Suppose you are sitting outside in the dark and the video camera in the mobile is ON. If the clouds are lightning again and again, will this damage the video camera? As our eyes can get damaged by light (not thunder but maybe very intense light), I thought maybe the mobile camera can get damaged too.


2 Answers 2


Basically, no.

Of course there is some luminous intensity above which the cell sensor will die, but I don't think Lightning will get there.

  • Lightning only lasts about 30 micro-seconds so the absorbed energy per pixel is actually quite small
  • You observe lightning from a great distance (intensity drops off at the square of the distance)
  • The PRP (pulse repetition period) is extremely high compared to the pulse-width (e.g. low energy waveform)

Let's do some math...

According to the National Oceanic and Atmospheric Administration (NOAA) the average lightning bolt contains enough energy to light a 100W incandescent bulb for 3 months.

That's almost a billion (777,600,000) Joules of electrical energy

Only a small fraction of that energy is converted to optical energy (light), just like the incandescent (~3%).

16 lumen/Watt,electrical

1/683 lumen/Watt,optical

2.35% Watt,electrical --> Watt,optical

~18,200,000 Joules,optical per lightning strike (typical)

Assuming you are 1km from the lightning bolt (VERY CLOSE!), the emitted optical energy is spread over the surface of a sphere

100,000 cm in 1km

Area = 4 Pi r^2 = 125,660,000,000 cm^2

Irradiance = Energy / Area = 0.00015 Joules,optical/cm^2

Here is the human eye safety limit for collimated polarized light.

enter image description here

The average lightning bolt lasts 30 microseconds (same NOAA citation used above). Therefore the maximum safe irradiance from a lightning bolt is:

.035 * 30e-6 = 3e-7 J/cm^2

The cell phone sensor (let's use an iPhone1) has 2048 pixels in 0.358 cm:

1/(2048/0.358) = 1.75 micron width of a pixel

= 1.75^2 micron^2 area of a pixel

pixel area / illumination sphere = 2.43e-19

The amount of the original almost billion Joules of electrical energy that reaches an individual pixel in your imager is about 1/2.43e-19 times smaller!

Exercise instructions —
1: In the thread about lightning and phone cameras:
(a) How long does the average lightning bolt last, according to the NOAA citation?
(b) How far from the lightning bolt does the calculation assume you are?
(c) How many pixels does the iPhone sensor have in 0.358 cm?
2: Can you carry on the answer about whether lightning can damage a phone camera, starting after its last sentence?
The lines that come after this text are not needed for this work.

Provided records —
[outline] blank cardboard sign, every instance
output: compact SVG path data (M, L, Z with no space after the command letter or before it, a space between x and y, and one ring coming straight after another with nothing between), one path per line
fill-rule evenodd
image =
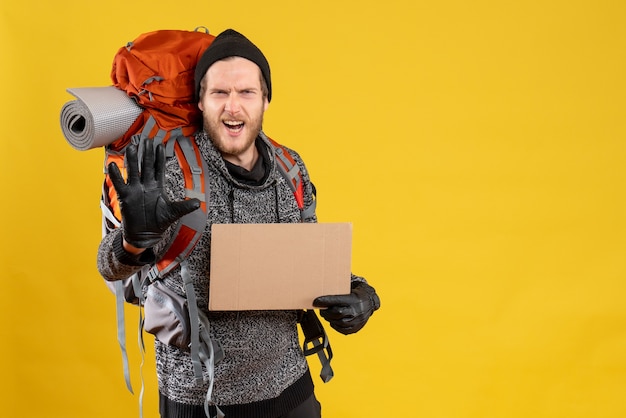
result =
M352 224L213 224L209 310L310 309L350 293Z

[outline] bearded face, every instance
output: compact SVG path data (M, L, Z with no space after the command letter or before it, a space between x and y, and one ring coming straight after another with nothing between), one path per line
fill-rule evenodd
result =
M261 71L252 61L231 57L209 67L198 106L204 129L224 159L247 168L256 160L254 142L269 102Z

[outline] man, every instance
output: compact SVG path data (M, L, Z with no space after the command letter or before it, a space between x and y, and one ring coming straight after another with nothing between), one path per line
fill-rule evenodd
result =
M276 168L263 115L272 98L269 64L246 37L227 30L200 58L195 74L203 131L195 136L208 173L210 190L206 230L188 258L188 271L198 307L210 320L211 338L223 349L215 365L212 402L227 418L317 418L321 407L313 393L306 359L298 341L295 311L208 312L210 228L213 223L300 222L292 191ZM305 204L313 187L300 156L289 150L303 175ZM106 235L99 248L98 268L107 280L125 279L154 263L171 238L173 226L196 210L196 199L184 200L184 178L175 158L146 146L139 174L136 147L127 151L128 184L110 166L122 210L122 226ZM163 178L165 179L163 181ZM307 222L316 222L312 215ZM162 282L184 295L180 269ZM315 305L337 331L361 329L380 302L365 279L352 275L352 293L321 296ZM186 350L155 342L163 418L205 417L204 382L194 379ZM205 371L206 372L206 371Z

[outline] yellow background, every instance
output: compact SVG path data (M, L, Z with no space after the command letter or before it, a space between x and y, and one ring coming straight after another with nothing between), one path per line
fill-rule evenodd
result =
M353 222L382 299L361 333L330 331L326 418L626 416L625 18L617 0L4 1L2 415L137 416L95 269L102 152L73 150L59 112L140 33L205 25L267 55L265 129L305 158L320 221Z

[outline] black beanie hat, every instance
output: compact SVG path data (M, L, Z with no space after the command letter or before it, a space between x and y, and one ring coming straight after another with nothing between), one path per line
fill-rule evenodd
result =
M216 61L228 57L242 57L255 63L267 84L267 100L272 100L272 79L270 65L265 55L248 38L233 29L226 29L217 35L211 45L198 60L195 73L196 99L200 99L200 81Z

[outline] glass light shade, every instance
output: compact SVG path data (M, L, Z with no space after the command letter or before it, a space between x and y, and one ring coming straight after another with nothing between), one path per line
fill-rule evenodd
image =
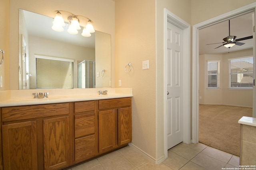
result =
M72 17L72 21L70 25L72 25L72 27L76 28L76 29L81 29L81 27L80 27L79 22L78 22L78 19L76 17Z
M62 31L64 29L62 27L66 25L62 15L59 12L56 13L54 20L52 22L53 23L52 29L57 31Z
M71 34L77 34L78 33L76 28L71 24L69 25L67 31L68 33Z
M90 21L87 22L86 29L90 33L93 33L95 32L95 30L94 30L94 28L93 28L93 26L92 26L92 22Z
M89 37L92 35L85 27L84 27L84 29L83 29L83 32L82 33L81 35L85 37Z
M230 48L234 46L235 45L236 45L236 43L228 43L227 44L225 44L224 45L224 47L227 48Z

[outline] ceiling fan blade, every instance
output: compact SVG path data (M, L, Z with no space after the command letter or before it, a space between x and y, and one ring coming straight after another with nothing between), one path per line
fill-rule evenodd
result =
M249 36L249 37L244 37L244 38L239 38L238 39L236 39L236 41L240 41L245 40L246 39L250 39L252 38L252 35Z
M206 45L210 45L211 44L219 44L220 43L225 43L225 42L223 42L222 43L212 43L212 44L207 44Z
M242 43L241 42L236 42L236 45L239 45L239 46L241 46L242 45L243 45L244 44L245 44L245 43Z
M218 48L220 47L221 47L221 46L223 46L223 45L220 45L219 47L216 47L216 48L215 48L214 49L218 49Z

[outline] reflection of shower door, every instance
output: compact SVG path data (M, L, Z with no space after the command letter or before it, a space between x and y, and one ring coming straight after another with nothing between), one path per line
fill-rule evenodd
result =
M78 88L95 87L95 62L84 60L78 64Z
M21 60L21 78L22 78L22 89L26 89L27 86L27 83L26 81L26 43L25 41L25 39L22 36L22 60Z

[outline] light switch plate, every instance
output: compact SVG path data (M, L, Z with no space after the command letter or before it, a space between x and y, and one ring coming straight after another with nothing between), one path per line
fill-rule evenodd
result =
M146 60L142 61L142 70L149 69L149 61Z

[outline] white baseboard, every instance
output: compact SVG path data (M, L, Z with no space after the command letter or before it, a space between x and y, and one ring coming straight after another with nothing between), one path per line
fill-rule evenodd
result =
M203 104L203 105L225 105L225 106L230 106L242 107L244 107L252 108L252 106L242 106L242 105L237 105L235 104L210 104L210 103L209 104L208 104L208 103L201 104L200 103L199 104Z
M140 149L140 148L138 148L138 147L137 147L136 146L133 145L132 143L129 143L128 145L130 147L132 147L134 149L136 150L137 151L138 151L140 154L143 155L143 156L144 156L145 157L147 158L149 160L153 162L156 164L160 164L164 160L165 160L165 159L166 159L165 156L164 155L163 155L160 158L156 160L154 158L153 158L152 156L151 156L148 154L147 153L146 153L146 152L144 152L144 151L143 151L141 149Z

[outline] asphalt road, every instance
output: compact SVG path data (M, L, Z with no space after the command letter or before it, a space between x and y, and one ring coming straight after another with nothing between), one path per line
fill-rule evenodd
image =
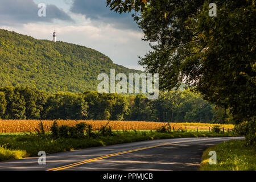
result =
M204 150L234 138L188 138L129 143L0 162L0 170L197 170ZM218 154L217 154L218 155Z

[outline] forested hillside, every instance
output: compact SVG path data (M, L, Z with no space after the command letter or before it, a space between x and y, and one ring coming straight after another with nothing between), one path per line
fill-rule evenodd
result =
M95 119L229 123L228 110L218 109L189 90L160 92L150 100L86 91L49 94L36 89L0 88L0 118Z
M0 29L0 87L22 86L49 93L96 90L97 76L139 73L114 64L92 49L57 42L37 40Z

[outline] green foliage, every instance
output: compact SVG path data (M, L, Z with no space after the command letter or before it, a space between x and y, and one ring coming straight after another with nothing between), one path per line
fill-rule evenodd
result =
M0 87L28 86L51 93L97 90L98 75L109 75L110 68L117 74L141 73L114 64L104 54L84 46L37 40L2 29L0 65Z
M30 88L5 86L0 88L0 108L2 119L223 123L230 123L232 118L222 111L224 110L209 104L200 94L189 90L160 92L158 99L149 100L143 94L125 96L94 91L49 94Z
M256 150L245 147L245 140L230 140L210 147L204 152L201 171L255 171ZM217 153L217 164L210 165L209 152Z
M51 131L52 132L52 136L54 139L58 138L58 130L59 130L58 129L59 129L58 123L56 121L55 121L50 128Z
M219 133L221 131L220 126L215 125L212 128L212 131L214 133Z
M5 94L3 92L0 92L0 118L2 118L6 110L7 102L5 100Z
M243 119L236 125L234 131L240 135L246 136L246 144L247 146L256 147L256 117Z
M154 43L139 63L159 74L160 89L185 81L238 123L255 115L255 1L214 1L216 17L209 15L210 2L107 0L114 11L135 12L144 40Z
M60 129L61 126L59 127ZM60 137L52 139L51 134L47 134L44 138L35 137L35 135L15 134L0 135L0 146L4 146L5 150L23 151L24 155L21 157L37 156L39 151L43 150L47 154L64 152L71 150L81 149L92 147L102 146L118 143L138 142L147 140L154 140L181 137L224 137L235 136L232 133L216 134L209 133L168 133L134 131L113 132L114 135L106 136L98 136L95 138L82 137L72 138ZM13 159L9 159L4 151L1 155L0 147L0 160Z
M156 129L156 132L158 133L171 133L172 130L172 127L171 124L168 123L164 126L162 126L158 129Z
M8 149L0 146L0 161L19 159L26 156L27 154L26 151Z
M38 124L38 127L35 128L36 135L42 138L46 137L46 131L44 129L44 126L42 121Z
M113 135L113 133L112 133L112 130L111 129L111 127L109 126L108 127L109 122L108 122L106 125L102 126L100 129L100 135L103 136L112 136Z

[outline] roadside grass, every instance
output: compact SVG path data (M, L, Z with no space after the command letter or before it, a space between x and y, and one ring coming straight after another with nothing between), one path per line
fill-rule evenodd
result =
M209 152L215 151L217 164L209 164ZM201 171L255 171L256 150L245 147L244 140L230 140L206 150L199 169Z
M19 159L26 156L37 156L39 151L52 154L92 147L139 142L160 139L188 137L224 137L236 136L233 133L156 133L153 131L113 131L113 135L84 137L80 139L58 138L53 139L50 133L42 138L36 135L24 133L0 134L0 161Z
M11 159L18 159L27 156L26 151L10 150L0 147L0 161Z

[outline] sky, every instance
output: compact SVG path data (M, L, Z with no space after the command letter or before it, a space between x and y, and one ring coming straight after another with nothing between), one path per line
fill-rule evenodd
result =
M46 5L39 16L40 3ZM0 28L38 39L84 46L126 67L143 70L138 64L150 49L131 14L119 14L105 0L0 0Z

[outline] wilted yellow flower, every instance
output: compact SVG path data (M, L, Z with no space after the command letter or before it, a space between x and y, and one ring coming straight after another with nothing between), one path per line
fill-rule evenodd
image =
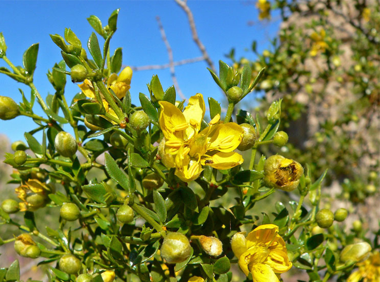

Task-by-task outputs —
1:
(a) About 30 microseconds.
(b) 1 km.
(c) 2048 pixels.

2:
4.43e-12 Joules,optical/pixel

Therefore you are below the human damage threshold by five orders of magnitude. Even if we assume the full electrical energy of the bolt was light you get:

2.43e-10 Joules,optical/pixel

Still three orders of magnitude too small.

Cell phone sensors can withstand greater intensity than the human eye without damage since they can handle internal temperatures in excess of 125C which the human eye can, obviously, not.

Cell phone sensors are also a lot less sensitive to light than the human retinal cells, furthering their withstanding ability.

You can recalculate for being even closer to the lightning bolt and for farther away by recomputing with the equations above.

Expanding the assumptions

Optics is tricky and in the analysis I made a few assumptions that could be expanded to clarify.

Intensity reduction

One commenter bizarrely states:

"Intensity doesn't drop with distance"

Nope. Physically impossible for non-collimated sources. You can prove this to yourself by observing the lightning bolt from different positions. If you can walk around the lightning bolt and still see it, it's an approximate isotropic radiator (emits light in all directions). Given that lightning is a highly chaotic process involving the production of plasma (high-energy random motion), this is expected.

The camera cannot collect the light (energy) emitted in directions that do not point towards the camera. Therefore, the intensity, just the energy available over the area in which it is captured, will decrease with (the square of) distance in a loss-less medium.

The energy impinging the area of the camera represents an ever smaller quantity of the total illumination sphere of the lightning bolt as you back away from it.

The effect of the lens (focusing)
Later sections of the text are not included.